** Given text follows **

Training FOSS Models Faster

I’m a professional developer but an AI amateur, and I don’t have the actual resources to implement this. So this is really just brainfood for others trying to move AI forward in the FOSS arena.

One of the problems I’ve seen is that there is a problem of cost in terms of time, effort and money to create a large corpus of fine-tuning data that can be used to improve the quality of a LLM model.

My suggestion is simple, affordable and I believe has the potential to be cost effective. It involves five steps.

1. Start with a completely free model

This can be a a relatively low quality model, as long as it can be trained to train itself.

2. Provide a base level of fine tuning – like Alpaca

So that it is possible to add the next level of fine-tuning.

3. Train to train

Add an additional set of fine tuning which has the single goal of being able to evaluate the quality of a chat conversation as further training data. THIS IS THE IMPORTANT PART It needs to be clear that the goal is a high quality, unbiased etc. conversation where being corrected is acceptable etc.

4. Self-Selected Reinforcement Learning

Please rate the suitability of this conversation as fine tuning data for an AI, out of 10.

The above will work on GPT-4 btw.

The idea is that at the end of every conversation the AI Chatbot has, it is asked to evaluate the suitability of the conversation to be added to the training corpus. Only the highest quality conversations are accepted. They are then placed in a public git repository. They can then be scrutinised by interested parties before running in the NEXT round of fine-tuning.

5. Make the chatbot available publicly

So that all the awful and brilliant conversations can take place.

So the idea is, once the AI has passed the point it can evaluate conversations you are not paying a commercial AI to create training data and you are instead using highly filtered training data from it’s users, where the AI does the actual filtering. I.e. the user does not evaluate the conversation as good or bad, the AI does. And the AI can receive more and more fine tuning to become better at evaluating training data. Also the whole process can be automated, with peer reviewing taking place in the Git repo.

If this is all very obvious, then sorry. I have no real experience in this field, but I’m just looking at what is the stumbling blocks for FOSS AI.

** End of Given text **
** Provided records follows **

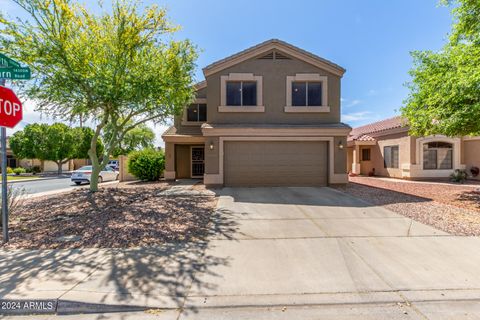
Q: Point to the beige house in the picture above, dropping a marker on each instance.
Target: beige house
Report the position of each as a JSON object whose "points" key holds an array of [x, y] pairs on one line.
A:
{"points": [[386, 149], [266, 116]]}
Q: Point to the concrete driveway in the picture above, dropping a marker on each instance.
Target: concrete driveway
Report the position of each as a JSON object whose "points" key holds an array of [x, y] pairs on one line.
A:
{"points": [[273, 253], [307, 252]]}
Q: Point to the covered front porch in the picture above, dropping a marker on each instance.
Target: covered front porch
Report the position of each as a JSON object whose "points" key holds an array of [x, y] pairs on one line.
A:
{"points": [[184, 157]]}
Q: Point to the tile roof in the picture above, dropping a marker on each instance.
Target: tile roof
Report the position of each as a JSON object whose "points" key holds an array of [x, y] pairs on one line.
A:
{"points": [[183, 130], [364, 133]]}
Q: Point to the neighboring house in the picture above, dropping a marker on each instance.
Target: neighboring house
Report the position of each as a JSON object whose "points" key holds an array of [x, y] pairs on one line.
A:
{"points": [[386, 148], [266, 116]]}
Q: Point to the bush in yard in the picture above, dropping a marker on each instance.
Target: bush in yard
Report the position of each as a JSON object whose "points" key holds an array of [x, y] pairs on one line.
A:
{"points": [[14, 199], [459, 176], [147, 164], [19, 171]]}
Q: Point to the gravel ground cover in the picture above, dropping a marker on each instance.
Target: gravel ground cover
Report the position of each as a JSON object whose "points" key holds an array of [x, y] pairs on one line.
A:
{"points": [[449, 207], [125, 215]]}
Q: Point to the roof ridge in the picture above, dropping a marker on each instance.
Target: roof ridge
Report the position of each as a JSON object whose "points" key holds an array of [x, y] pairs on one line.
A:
{"points": [[379, 126], [266, 42]]}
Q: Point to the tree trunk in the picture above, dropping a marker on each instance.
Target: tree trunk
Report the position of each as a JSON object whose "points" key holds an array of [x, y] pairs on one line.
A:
{"points": [[94, 178]]}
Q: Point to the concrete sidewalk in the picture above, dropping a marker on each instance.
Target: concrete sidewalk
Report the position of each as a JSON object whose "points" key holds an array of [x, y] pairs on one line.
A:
{"points": [[273, 253]]}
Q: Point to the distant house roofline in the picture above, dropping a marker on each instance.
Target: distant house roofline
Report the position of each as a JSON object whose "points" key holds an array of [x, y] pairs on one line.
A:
{"points": [[369, 131]]}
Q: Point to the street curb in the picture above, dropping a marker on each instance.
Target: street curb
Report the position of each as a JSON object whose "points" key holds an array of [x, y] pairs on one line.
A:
{"points": [[52, 192], [68, 307], [29, 180]]}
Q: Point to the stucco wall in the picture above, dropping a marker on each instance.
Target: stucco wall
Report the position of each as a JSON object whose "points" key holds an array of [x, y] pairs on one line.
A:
{"points": [[404, 143], [471, 154], [274, 73], [211, 156]]}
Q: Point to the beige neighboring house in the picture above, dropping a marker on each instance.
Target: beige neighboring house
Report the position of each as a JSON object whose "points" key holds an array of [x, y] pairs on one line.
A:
{"points": [[266, 116], [386, 148]]}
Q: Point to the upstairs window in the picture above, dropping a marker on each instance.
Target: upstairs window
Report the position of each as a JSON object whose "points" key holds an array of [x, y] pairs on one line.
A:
{"points": [[366, 154], [391, 156], [437, 155], [241, 93], [306, 93], [197, 112]]}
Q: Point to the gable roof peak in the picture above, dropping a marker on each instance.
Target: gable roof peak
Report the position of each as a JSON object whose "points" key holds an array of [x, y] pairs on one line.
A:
{"points": [[269, 45]]}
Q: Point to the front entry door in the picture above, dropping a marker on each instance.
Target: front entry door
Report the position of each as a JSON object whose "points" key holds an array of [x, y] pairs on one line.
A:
{"points": [[198, 162]]}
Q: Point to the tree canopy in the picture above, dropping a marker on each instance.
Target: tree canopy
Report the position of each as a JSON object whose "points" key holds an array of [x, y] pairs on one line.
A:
{"points": [[445, 88], [140, 137], [120, 67]]}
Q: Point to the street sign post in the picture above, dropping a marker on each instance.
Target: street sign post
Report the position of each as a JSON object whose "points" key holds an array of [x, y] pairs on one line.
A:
{"points": [[11, 114], [7, 62], [15, 73]]}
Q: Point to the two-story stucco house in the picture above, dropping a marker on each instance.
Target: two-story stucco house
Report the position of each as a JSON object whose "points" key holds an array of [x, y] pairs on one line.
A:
{"points": [[266, 116]]}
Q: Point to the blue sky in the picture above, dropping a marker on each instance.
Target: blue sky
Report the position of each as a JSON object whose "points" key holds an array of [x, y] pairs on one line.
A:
{"points": [[372, 39]]}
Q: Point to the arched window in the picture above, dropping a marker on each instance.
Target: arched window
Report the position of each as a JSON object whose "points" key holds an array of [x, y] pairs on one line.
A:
{"points": [[437, 155]]}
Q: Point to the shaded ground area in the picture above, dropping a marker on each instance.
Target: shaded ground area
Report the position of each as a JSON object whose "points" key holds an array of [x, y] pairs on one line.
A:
{"points": [[453, 208], [127, 215]]}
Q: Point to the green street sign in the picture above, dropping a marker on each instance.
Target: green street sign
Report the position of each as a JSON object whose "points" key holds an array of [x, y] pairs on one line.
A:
{"points": [[15, 73], [7, 62]]}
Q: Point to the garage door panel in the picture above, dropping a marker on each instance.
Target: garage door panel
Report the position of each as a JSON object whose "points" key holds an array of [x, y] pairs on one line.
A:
{"points": [[275, 163]]}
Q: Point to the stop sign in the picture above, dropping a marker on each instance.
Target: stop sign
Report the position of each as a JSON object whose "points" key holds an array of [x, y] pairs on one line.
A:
{"points": [[10, 108]]}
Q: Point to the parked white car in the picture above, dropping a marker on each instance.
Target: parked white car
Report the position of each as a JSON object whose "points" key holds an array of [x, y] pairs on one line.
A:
{"points": [[114, 164], [84, 173]]}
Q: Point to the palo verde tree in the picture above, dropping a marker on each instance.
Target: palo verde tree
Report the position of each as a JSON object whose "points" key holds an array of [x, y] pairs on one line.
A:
{"points": [[445, 87], [140, 137], [118, 68]]}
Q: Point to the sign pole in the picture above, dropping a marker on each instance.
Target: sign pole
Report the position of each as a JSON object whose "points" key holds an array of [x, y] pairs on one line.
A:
{"points": [[3, 138]]}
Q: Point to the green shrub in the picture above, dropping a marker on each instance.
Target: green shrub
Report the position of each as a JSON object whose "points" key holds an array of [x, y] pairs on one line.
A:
{"points": [[36, 169], [147, 164], [458, 176], [19, 170]]}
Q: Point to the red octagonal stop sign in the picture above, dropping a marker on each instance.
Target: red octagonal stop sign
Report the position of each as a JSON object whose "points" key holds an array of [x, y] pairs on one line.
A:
{"points": [[10, 108]]}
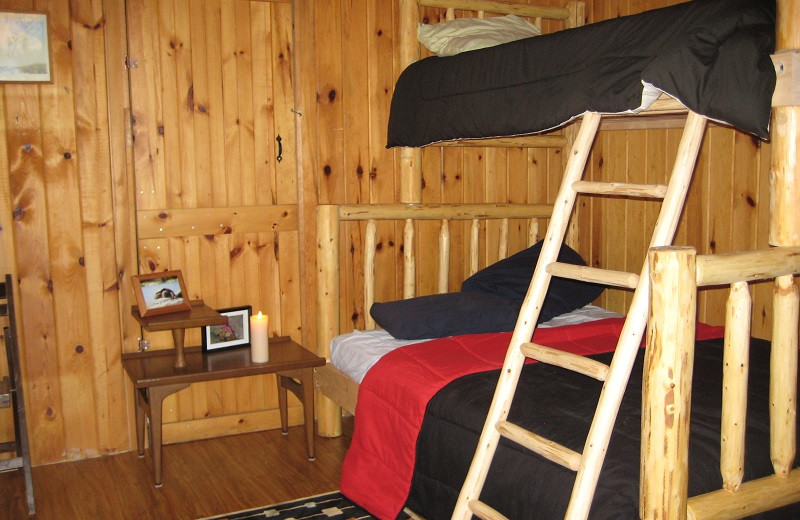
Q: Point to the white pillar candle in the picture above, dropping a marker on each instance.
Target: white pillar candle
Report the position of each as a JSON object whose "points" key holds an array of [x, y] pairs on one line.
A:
{"points": [[259, 338]]}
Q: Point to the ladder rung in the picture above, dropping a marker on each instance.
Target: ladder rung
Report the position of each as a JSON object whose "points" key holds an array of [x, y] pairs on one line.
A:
{"points": [[8, 464], [594, 275], [623, 189], [483, 511], [548, 449], [551, 356], [5, 392]]}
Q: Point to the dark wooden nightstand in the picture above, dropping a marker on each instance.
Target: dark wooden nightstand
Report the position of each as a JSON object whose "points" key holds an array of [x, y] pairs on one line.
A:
{"points": [[155, 376]]}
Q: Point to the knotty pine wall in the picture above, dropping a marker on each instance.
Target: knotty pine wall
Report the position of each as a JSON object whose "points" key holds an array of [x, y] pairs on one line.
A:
{"points": [[68, 210]]}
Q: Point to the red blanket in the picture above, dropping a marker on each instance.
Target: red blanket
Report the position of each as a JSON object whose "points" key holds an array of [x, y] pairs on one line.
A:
{"points": [[393, 396]]}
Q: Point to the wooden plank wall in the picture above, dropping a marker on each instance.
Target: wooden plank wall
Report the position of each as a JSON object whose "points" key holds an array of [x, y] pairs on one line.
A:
{"points": [[210, 95], [59, 234], [67, 195], [349, 165]]}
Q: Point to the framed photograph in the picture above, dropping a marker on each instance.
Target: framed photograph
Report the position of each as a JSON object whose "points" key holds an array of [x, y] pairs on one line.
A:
{"points": [[160, 293], [235, 333], [24, 47]]}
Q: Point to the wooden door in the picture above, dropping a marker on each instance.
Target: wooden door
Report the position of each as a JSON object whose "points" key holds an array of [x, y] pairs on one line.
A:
{"points": [[211, 91]]}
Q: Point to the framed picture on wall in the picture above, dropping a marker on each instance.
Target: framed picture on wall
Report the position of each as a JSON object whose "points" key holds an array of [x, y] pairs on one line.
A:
{"points": [[235, 333], [160, 293], [24, 47]]}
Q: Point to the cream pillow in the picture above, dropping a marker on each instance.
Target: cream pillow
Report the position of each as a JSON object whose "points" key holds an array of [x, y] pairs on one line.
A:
{"points": [[467, 34]]}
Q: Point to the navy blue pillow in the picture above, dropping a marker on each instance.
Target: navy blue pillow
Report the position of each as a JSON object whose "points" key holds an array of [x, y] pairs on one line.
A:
{"points": [[449, 314], [509, 278]]}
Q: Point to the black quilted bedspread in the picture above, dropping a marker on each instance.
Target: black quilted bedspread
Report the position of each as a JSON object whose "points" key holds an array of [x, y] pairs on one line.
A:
{"points": [[559, 405], [712, 55]]}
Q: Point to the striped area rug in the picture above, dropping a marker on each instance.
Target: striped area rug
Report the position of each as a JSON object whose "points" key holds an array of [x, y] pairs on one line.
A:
{"points": [[329, 506]]}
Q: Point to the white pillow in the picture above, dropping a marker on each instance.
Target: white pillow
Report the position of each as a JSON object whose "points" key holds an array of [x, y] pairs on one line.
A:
{"points": [[467, 34]]}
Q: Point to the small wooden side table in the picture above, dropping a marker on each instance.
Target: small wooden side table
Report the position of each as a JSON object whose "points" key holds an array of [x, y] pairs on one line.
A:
{"points": [[199, 315], [155, 376]]}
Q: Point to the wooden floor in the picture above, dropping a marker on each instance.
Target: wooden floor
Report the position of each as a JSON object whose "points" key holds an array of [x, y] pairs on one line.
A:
{"points": [[200, 478]]}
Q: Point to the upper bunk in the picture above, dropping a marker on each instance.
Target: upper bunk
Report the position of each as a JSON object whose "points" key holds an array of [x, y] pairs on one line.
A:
{"points": [[710, 56]]}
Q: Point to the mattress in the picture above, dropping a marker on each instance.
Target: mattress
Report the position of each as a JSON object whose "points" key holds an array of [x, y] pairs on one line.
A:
{"points": [[712, 55], [356, 352]]}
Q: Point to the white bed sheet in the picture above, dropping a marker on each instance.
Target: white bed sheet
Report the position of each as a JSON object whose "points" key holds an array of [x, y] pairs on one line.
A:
{"points": [[354, 353]]}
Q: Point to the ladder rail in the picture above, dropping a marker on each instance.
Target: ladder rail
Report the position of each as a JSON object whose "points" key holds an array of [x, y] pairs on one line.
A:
{"points": [[633, 329], [529, 313]]}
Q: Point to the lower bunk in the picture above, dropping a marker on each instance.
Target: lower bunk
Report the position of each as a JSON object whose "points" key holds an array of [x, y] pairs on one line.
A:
{"points": [[734, 465], [558, 404], [399, 459]]}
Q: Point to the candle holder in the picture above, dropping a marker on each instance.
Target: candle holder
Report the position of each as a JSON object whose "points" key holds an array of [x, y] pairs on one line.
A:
{"points": [[259, 338]]}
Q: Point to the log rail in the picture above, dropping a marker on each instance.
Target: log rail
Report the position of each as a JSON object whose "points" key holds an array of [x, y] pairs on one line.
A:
{"points": [[675, 275], [329, 218]]}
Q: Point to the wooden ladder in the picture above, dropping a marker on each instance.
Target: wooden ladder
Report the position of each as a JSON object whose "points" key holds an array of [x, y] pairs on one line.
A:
{"points": [[614, 376], [12, 387]]}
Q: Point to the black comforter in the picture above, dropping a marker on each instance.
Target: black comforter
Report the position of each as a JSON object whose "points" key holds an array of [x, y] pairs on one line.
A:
{"points": [[713, 55], [559, 404]]}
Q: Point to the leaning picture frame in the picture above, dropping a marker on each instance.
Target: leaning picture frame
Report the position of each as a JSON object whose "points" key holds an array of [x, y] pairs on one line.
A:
{"points": [[25, 50], [160, 293], [235, 333]]}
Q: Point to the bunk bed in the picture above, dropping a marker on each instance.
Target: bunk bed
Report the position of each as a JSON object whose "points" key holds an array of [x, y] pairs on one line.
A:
{"points": [[665, 292]]}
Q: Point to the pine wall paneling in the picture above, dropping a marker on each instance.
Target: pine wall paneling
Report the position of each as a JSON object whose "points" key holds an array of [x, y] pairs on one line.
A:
{"points": [[210, 95], [205, 141]]}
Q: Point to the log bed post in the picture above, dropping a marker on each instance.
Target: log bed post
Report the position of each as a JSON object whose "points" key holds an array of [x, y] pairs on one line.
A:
{"points": [[329, 415], [666, 384], [784, 231], [410, 158]]}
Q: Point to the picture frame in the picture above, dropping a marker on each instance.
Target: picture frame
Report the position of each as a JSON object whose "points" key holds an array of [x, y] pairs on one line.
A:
{"points": [[160, 293], [26, 53], [236, 333]]}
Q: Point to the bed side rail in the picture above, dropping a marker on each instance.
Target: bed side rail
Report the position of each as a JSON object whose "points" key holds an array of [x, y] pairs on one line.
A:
{"points": [[675, 275]]}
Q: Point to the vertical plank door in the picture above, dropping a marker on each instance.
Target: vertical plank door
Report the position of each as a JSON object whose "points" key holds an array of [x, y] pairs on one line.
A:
{"points": [[211, 92]]}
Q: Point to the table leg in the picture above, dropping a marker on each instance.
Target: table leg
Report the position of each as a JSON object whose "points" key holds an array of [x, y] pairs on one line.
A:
{"points": [[178, 336], [156, 395], [140, 406], [307, 383], [304, 390], [283, 404]]}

** End of Provided records **

**Exercises to complete:**
(1) In the post on training FOSS models faster, where are the accepted highest-quality conversations placed?
(2) From the post on training FOSS models faster, copy word for word the part that opens with the words "This can be" and closes with "level of fine-tuning.".

**Results for each task:**
(1) In a public git repository.

(2)
This can be a a relatively low quality model, as long as it can be trained to train itself.

2. Provide a base level of fine tuning – like Alpaca

So that it is possible to add the next level of fine-tuning.